REQUIREMENT:
Reproduce the rows word for word, from the start of the records through the line containing "[[[450,299],[437,237],[214,186],[34,216],[0,299]]]", with both ends included. Omit the pictures from your copy.

Excerpts from segmentation records:
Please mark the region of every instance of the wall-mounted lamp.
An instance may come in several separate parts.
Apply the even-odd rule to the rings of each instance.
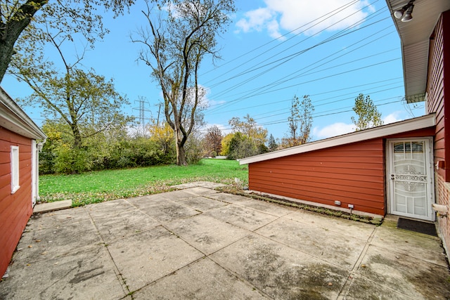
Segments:
[[[406,5],[394,12],[394,16],[397,19],[401,18],[401,22],[409,22],[413,20],[413,9],[414,0],[411,0]]]

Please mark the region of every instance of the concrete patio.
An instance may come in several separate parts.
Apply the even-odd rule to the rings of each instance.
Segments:
[[[450,299],[437,237],[214,186],[34,216],[0,299]]]

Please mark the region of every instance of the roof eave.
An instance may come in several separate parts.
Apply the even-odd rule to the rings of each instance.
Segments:
[[[394,11],[409,0],[386,0],[394,24],[401,41],[401,56],[408,103],[424,101],[428,79],[430,38],[441,14],[450,9],[450,1],[415,0],[411,22],[404,22],[394,17]]]
[[[1,88],[0,88],[0,126],[32,139],[45,140],[47,138],[44,131]]]
[[[432,127],[436,125],[435,114],[427,115],[406,121],[401,121],[373,127],[360,131],[355,131],[342,136],[320,140],[312,143],[300,145],[300,146],[291,147],[278,151],[264,153],[259,155],[252,156],[239,159],[240,164],[248,164],[254,162],[259,162],[276,158],[284,157],[290,155],[304,153],[307,152],[315,151],[332,147],[347,145],[364,141],[371,140],[373,138],[382,138],[401,133],[407,131]]]

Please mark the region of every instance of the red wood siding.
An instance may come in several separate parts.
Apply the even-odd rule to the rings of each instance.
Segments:
[[[384,149],[378,138],[250,164],[249,188],[384,214]]]
[[[444,32],[446,32],[444,34]],[[450,11],[444,13],[439,18],[430,40],[428,77],[427,81],[428,112],[436,113],[435,134],[435,163],[444,161],[446,169],[437,172],[444,181],[450,180],[450,93],[444,93],[444,86],[450,87],[450,58],[444,59],[444,53],[450,53]],[[447,127],[447,130],[445,128]]]
[[[432,136],[435,128],[386,136]],[[386,214],[384,138],[250,164],[250,190]]]
[[[11,146],[19,146],[19,188],[11,195]],[[31,140],[0,127],[0,274],[32,213]]]

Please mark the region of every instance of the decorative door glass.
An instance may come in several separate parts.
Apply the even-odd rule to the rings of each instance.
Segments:
[[[392,143],[393,212],[413,217],[427,216],[428,207],[425,142]]]

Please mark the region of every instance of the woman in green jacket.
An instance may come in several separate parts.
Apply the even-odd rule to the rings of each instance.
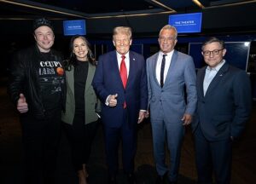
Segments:
[[[71,56],[66,66],[67,97],[62,121],[71,142],[79,184],[86,184],[86,164],[98,124],[97,98],[91,86],[96,61],[84,37],[73,37],[70,49]]]

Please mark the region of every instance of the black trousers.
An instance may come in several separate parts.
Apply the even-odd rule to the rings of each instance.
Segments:
[[[98,121],[84,124],[84,117],[76,115],[73,125],[63,125],[71,145],[74,169],[81,170],[83,164],[88,164]]]
[[[231,139],[209,141],[199,126],[195,132],[195,162],[199,184],[230,184],[232,163]]]
[[[22,114],[25,183],[55,183],[56,158],[61,137],[61,109],[47,112],[44,119]]]

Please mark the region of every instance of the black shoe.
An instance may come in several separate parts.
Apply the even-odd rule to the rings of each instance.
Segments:
[[[116,182],[116,176],[108,175],[108,184],[117,184],[117,182]]]
[[[163,175],[158,175],[155,181],[155,184],[166,184],[168,183],[168,172],[166,172]]]
[[[127,181],[129,184],[136,184],[136,178],[134,174],[128,174],[127,175]]]

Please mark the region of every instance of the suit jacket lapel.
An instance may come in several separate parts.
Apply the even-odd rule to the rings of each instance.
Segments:
[[[113,72],[114,72],[114,74],[116,76],[115,78],[119,78],[118,80],[119,81],[119,84],[121,84],[121,86],[123,86],[123,82],[121,79],[120,72],[119,72],[119,62],[117,60],[116,50],[113,51],[113,53],[111,54],[110,60],[112,62],[111,62],[111,65],[109,66],[109,70],[113,71]],[[126,84],[126,86],[127,86],[127,84]]]
[[[158,55],[154,55],[154,58],[152,58],[152,65],[151,65],[151,73],[153,74],[154,76],[154,79],[155,81],[155,83],[158,83],[159,87],[160,87],[160,84],[159,83],[157,78],[156,78],[156,64],[157,64],[157,60],[158,60],[158,57],[159,57],[159,55],[160,55],[160,52],[158,53]]]
[[[211,82],[211,83],[207,90],[206,96],[209,95],[209,94],[211,95],[211,92],[217,88],[217,85],[222,80],[224,75],[225,74],[225,72],[227,72],[228,69],[229,69],[229,64],[227,62],[225,62],[225,64],[219,69],[219,71],[217,72],[216,76]]]
[[[206,69],[207,66],[203,67],[203,69],[201,69],[200,72],[198,72],[198,78],[197,78],[197,83],[198,83],[198,95],[201,97],[204,97],[204,79],[205,79],[205,75],[206,75]]]

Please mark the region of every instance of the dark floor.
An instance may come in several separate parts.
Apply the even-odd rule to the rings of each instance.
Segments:
[[[234,144],[232,184],[256,183],[256,106],[250,122],[241,139]],[[152,152],[150,124],[139,125],[137,152],[135,159],[136,176],[138,183],[154,183],[156,172]],[[191,131],[187,129],[184,138],[179,175],[179,184],[194,184],[196,180],[195,152]],[[121,152],[120,152],[121,154]],[[21,131],[17,113],[6,94],[6,88],[0,86],[0,183],[22,183]],[[70,160],[70,147],[63,134],[58,158],[57,183],[76,184],[76,175]],[[93,144],[90,165],[90,183],[106,183],[102,128],[99,127]],[[125,184],[121,170],[118,175],[119,183]]]

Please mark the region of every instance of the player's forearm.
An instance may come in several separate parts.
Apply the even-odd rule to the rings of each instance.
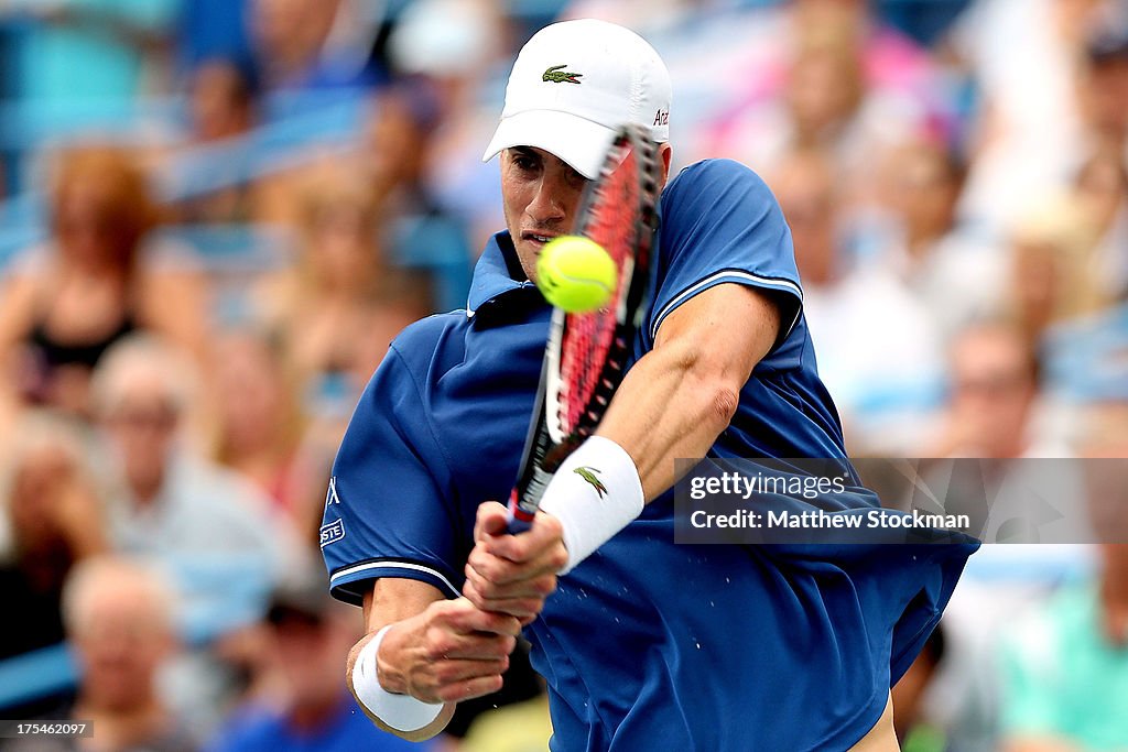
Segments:
[[[369,634],[349,655],[349,688],[378,726],[411,741],[441,732],[457,701],[501,689],[521,632],[512,616],[399,578],[376,582],[364,620]]]
[[[676,459],[704,457],[728,427],[778,327],[774,303],[737,285],[702,293],[663,324],[597,432],[634,460],[646,499],[673,485]]]
[[[377,580],[372,585],[372,590],[364,594],[364,630],[367,634],[350,651],[345,665],[345,681],[349,690],[356,698],[356,702],[364,711],[364,715],[384,731],[411,742],[421,742],[441,733],[455,715],[457,702],[448,702],[448,707],[443,707],[439,716],[423,728],[405,732],[391,725],[389,722],[393,719],[381,718],[372,708],[367,707],[355,685],[354,667],[361,651],[376,637],[380,629],[388,625],[416,617],[431,603],[441,600],[443,600],[443,595],[438,589],[415,580]],[[388,647],[395,647],[395,643],[386,646],[385,649]],[[380,688],[385,691],[407,692],[406,682],[403,681],[402,673],[394,670],[389,671],[387,664],[385,664],[384,671],[379,672],[378,675]]]
[[[640,360],[598,431],[634,460],[646,501],[677,480],[676,459],[705,454],[735,410],[739,389],[703,373],[696,357]]]

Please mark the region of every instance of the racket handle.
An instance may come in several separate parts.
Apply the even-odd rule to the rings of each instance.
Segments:
[[[521,508],[517,489],[509,495],[509,531],[512,534],[525,532],[532,527],[532,515]]]

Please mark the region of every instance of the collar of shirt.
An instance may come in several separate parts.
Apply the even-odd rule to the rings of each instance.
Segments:
[[[466,301],[466,316],[475,326],[493,326],[525,318],[532,309],[546,306],[537,285],[514,278],[521,264],[509,231],[497,232],[486,244],[477,265]],[[523,275],[522,275],[523,276]]]

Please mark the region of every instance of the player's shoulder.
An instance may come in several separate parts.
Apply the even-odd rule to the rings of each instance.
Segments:
[[[667,186],[667,193],[726,191],[768,191],[767,184],[752,168],[734,159],[703,159],[684,167]]]
[[[461,340],[461,337],[451,337],[469,327],[470,317],[466,309],[457,309],[444,313],[432,313],[425,318],[407,325],[396,338],[391,340],[391,350],[395,351],[408,364],[414,364],[421,360],[429,361],[431,356],[439,353],[443,347]]]

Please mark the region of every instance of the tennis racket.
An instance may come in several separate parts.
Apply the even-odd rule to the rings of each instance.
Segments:
[[[528,530],[561,462],[588,436],[626,371],[650,298],[661,166],[645,129],[623,127],[580,198],[573,235],[602,246],[618,269],[610,302],[589,313],[553,310],[532,423],[509,498],[510,532]]]

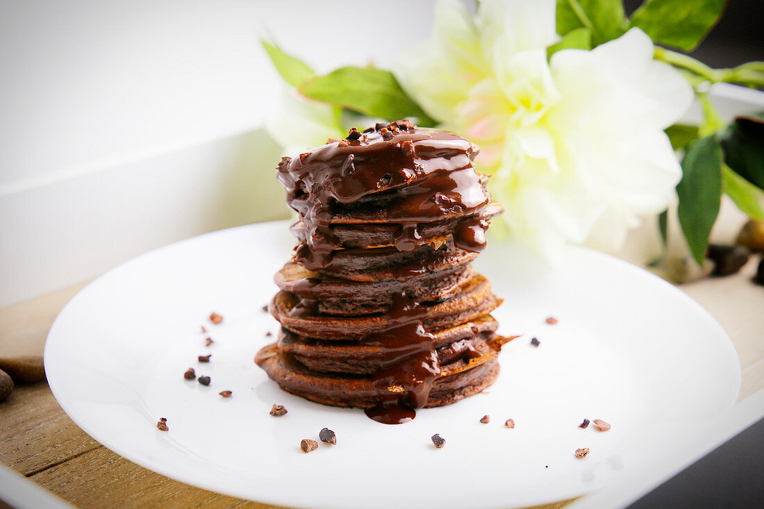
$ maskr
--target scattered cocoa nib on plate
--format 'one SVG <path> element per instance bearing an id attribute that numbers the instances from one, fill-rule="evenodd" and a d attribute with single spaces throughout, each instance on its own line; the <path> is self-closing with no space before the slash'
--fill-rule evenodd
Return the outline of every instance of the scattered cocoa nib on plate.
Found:
<path id="1" fill-rule="evenodd" d="M 597 431 L 607 431 L 610 429 L 610 425 L 601 419 L 595 419 L 591 421 L 591 423 L 594 425 Z"/>
<path id="2" fill-rule="evenodd" d="M 299 448 L 303 449 L 303 452 L 308 453 L 317 449 L 319 448 L 319 443 L 310 439 L 303 439 L 299 443 Z"/>
<path id="3" fill-rule="evenodd" d="M 329 428 L 324 428 L 319 432 L 319 438 L 322 442 L 330 443 L 332 446 L 337 445 L 337 435 Z"/>
<path id="4" fill-rule="evenodd" d="M 281 405 L 274 404 L 273 407 L 270 409 L 270 415 L 274 417 L 280 417 L 284 413 L 286 413 L 286 409 Z"/>

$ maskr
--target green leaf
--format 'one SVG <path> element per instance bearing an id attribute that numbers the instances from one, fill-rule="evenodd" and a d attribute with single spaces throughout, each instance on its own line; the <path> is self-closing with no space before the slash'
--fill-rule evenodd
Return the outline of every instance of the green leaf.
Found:
<path id="1" fill-rule="evenodd" d="M 719 138 L 727 166 L 764 190 L 764 115 L 737 117 Z"/>
<path id="2" fill-rule="evenodd" d="M 560 50 L 569 49 L 591 50 L 591 31 L 581 27 L 568 32 L 559 42 L 546 48 L 546 58 L 549 59 Z"/>
<path id="3" fill-rule="evenodd" d="M 724 165 L 722 177 L 724 192 L 735 202 L 737 208 L 751 219 L 764 220 L 764 209 L 762 208 L 764 193 L 761 190 L 749 183 L 727 165 Z"/>
<path id="4" fill-rule="evenodd" d="M 389 71 L 374 67 L 342 67 L 310 79 L 299 87 L 307 97 L 371 117 L 397 120 L 416 117 L 419 125 L 435 122 L 414 102 Z"/>
<path id="5" fill-rule="evenodd" d="M 658 231 L 661 232 L 661 240 L 665 248 L 668 244 L 668 209 L 666 209 L 658 216 Z"/>
<path id="6" fill-rule="evenodd" d="M 666 128 L 666 135 L 671 140 L 671 146 L 678 151 L 687 147 L 698 138 L 698 126 L 685 124 L 674 124 Z"/>
<path id="7" fill-rule="evenodd" d="M 676 186 L 679 224 L 690 252 L 701 265 L 721 203 L 721 147 L 714 137 L 698 138 L 687 148 L 681 161 L 684 174 Z"/>
<path id="8" fill-rule="evenodd" d="M 631 16 L 630 27 L 639 27 L 659 44 L 691 51 L 714 28 L 727 0 L 645 0 Z"/>
<path id="9" fill-rule="evenodd" d="M 280 47 L 264 41 L 263 41 L 263 47 L 265 48 L 268 57 L 270 57 L 270 61 L 276 66 L 276 70 L 292 86 L 299 86 L 316 74 L 306 63 L 286 54 Z"/>
<path id="10" fill-rule="evenodd" d="M 557 33 L 565 36 L 576 28 L 591 31 L 598 46 L 623 34 L 626 21 L 621 0 L 557 0 Z"/>

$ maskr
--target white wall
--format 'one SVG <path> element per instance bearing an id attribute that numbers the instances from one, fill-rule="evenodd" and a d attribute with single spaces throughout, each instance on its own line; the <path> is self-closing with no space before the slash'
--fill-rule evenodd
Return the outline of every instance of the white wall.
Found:
<path id="1" fill-rule="evenodd" d="M 432 5 L 0 0 L 0 306 L 284 217 L 260 39 L 319 71 L 384 66 Z"/>

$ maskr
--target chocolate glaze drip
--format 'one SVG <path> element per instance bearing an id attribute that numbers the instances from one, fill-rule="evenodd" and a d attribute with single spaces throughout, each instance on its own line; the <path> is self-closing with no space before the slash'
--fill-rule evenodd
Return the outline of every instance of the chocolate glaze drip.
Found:
<path id="1" fill-rule="evenodd" d="M 422 245 L 419 223 L 454 216 L 465 216 L 460 223 L 468 223 L 455 230 L 455 242 L 465 251 L 481 251 L 484 235 L 474 230 L 482 225 L 470 216 L 485 209 L 490 195 L 484 176 L 472 167 L 477 154 L 474 144 L 453 133 L 406 126 L 382 128 L 284 157 L 277 178 L 308 229 L 296 260 L 320 270 L 341 247 L 331 229 L 334 212 L 390 190 L 394 196 L 386 207 L 386 221 L 400 225 L 395 243 L 400 251 Z"/>
<path id="2" fill-rule="evenodd" d="M 458 249 L 479 252 L 485 247 L 488 223 L 481 213 L 490 202 L 485 176 L 477 173 L 472 160 L 478 148 L 451 132 L 416 128 L 407 121 L 377 125 L 363 134 L 352 130 L 344 140 L 327 143 L 294 158 L 284 157 L 277 177 L 286 188 L 289 205 L 305 223 L 304 243 L 294 260 L 321 274 L 342 248 L 332 230 L 333 218 L 348 207 L 381 206 L 384 222 L 398 225 L 393 248 L 410 252 L 426 242 L 419 225 L 459 218 L 452 231 Z M 372 199 L 380 196 L 380 199 Z M 399 286 L 384 316 L 387 327 L 361 339 L 380 347 L 381 367 L 372 378 L 378 404 L 366 410 L 371 419 L 397 424 L 413 419 L 423 407 L 440 374 L 433 342 L 422 325 L 428 308 L 410 298 L 404 284 L 424 268 L 396 267 Z M 293 293 L 299 302 L 292 316 L 319 314 L 312 289 L 319 279 L 302 280 Z M 468 342 L 451 348 L 465 358 L 479 356 Z"/>
<path id="3" fill-rule="evenodd" d="M 425 406 L 440 374 L 435 336 L 422 325 L 426 314 L 426 306 L 403 293 L 396 293 L 386 315 L 388 328 L 361 340 L 361 344 L 381 347 L 383 352 L 382 365 L 371 379 L 380 402 L 366 410 L 378 423 L 400 424 L 413 419 L 414 409 Z"/>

THE ANSWER:
Please mark the region of every instance of the wall-mounted lamp.
An instance may come in several separate parts.
Apply the even-odd rule to the rings of each instance.
Segments:
[[[406,5],[394,12],[394,16],[397,19],[401,18],[401,22],[409,22],[413,20],[413,9],[414,0],[411,0]]]

Please mark the region of every instance of the concrete patio.
An instance may come in several separate parts.
Apply the even-odd rule to the rings of each instance.
Segments:
[[[450,299],[437,237],[214,186],[34,216],[0,299]]]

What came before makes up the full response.